[Extract provided]
=== Begin Enclosure ===

Read the whole series:

A Little Medical News
Part 1: Off to the Hospital
Part 2: Homeward Bound
Part 3: No Place Like Home


Today, June 29, I mark my two-week anniversary since the surgery. Every day has been a benchmark of one kind or another — my first trip outside the house, my first shower, my first walk through Publix to pick up milk. Today, for the first time, I drove somewhere by myself — to the bank and the local WaWa.

My drive took me past the usual suburban Orlando landmarks — used car lots, storage units, Dollar General, Circle K, Walgreen’s, McDonald’s. It was Apopka, Florida, but as far as I was concerned, it was the Champs-Élysées and it was beautiful.

This is my life. Miracles abound.

And in my journey, as I pray my way from day to day and wonder what lies ahead — well, for one thing, I have my first follow-up with my surgeon tomorrow — I find myself circling back again and again to one simple notion.

=== End Enclosure ===

[Data shown]
=== Begin Enclosure ===

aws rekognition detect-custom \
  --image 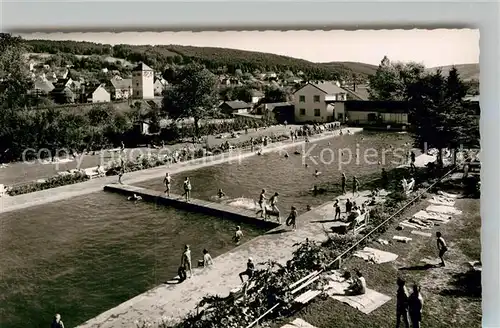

=== End Enclosure ===

[Try it]
Say whether each statement below agrees with the post about recovering from surgery, answering yes or no and quoting the words from the post that decide it.
(a) The writer marked two weeks since the surgery on June 29.
(b) The writer's first drive alone was to a drugstore.
(c) The writer has already had a first follow-up with the surgeon.
The material has nothing to do with the post about recovering from surgery.

[Result]
(a) Yes: "Today, June 29, I mark my two-week anniversary since the surgery."
(b) No: "Today, for the first time, I drove somewhere by myself — to the bank and the local WaWa."
(c) No: "I have my first follow-up with my surgeon tomorrow"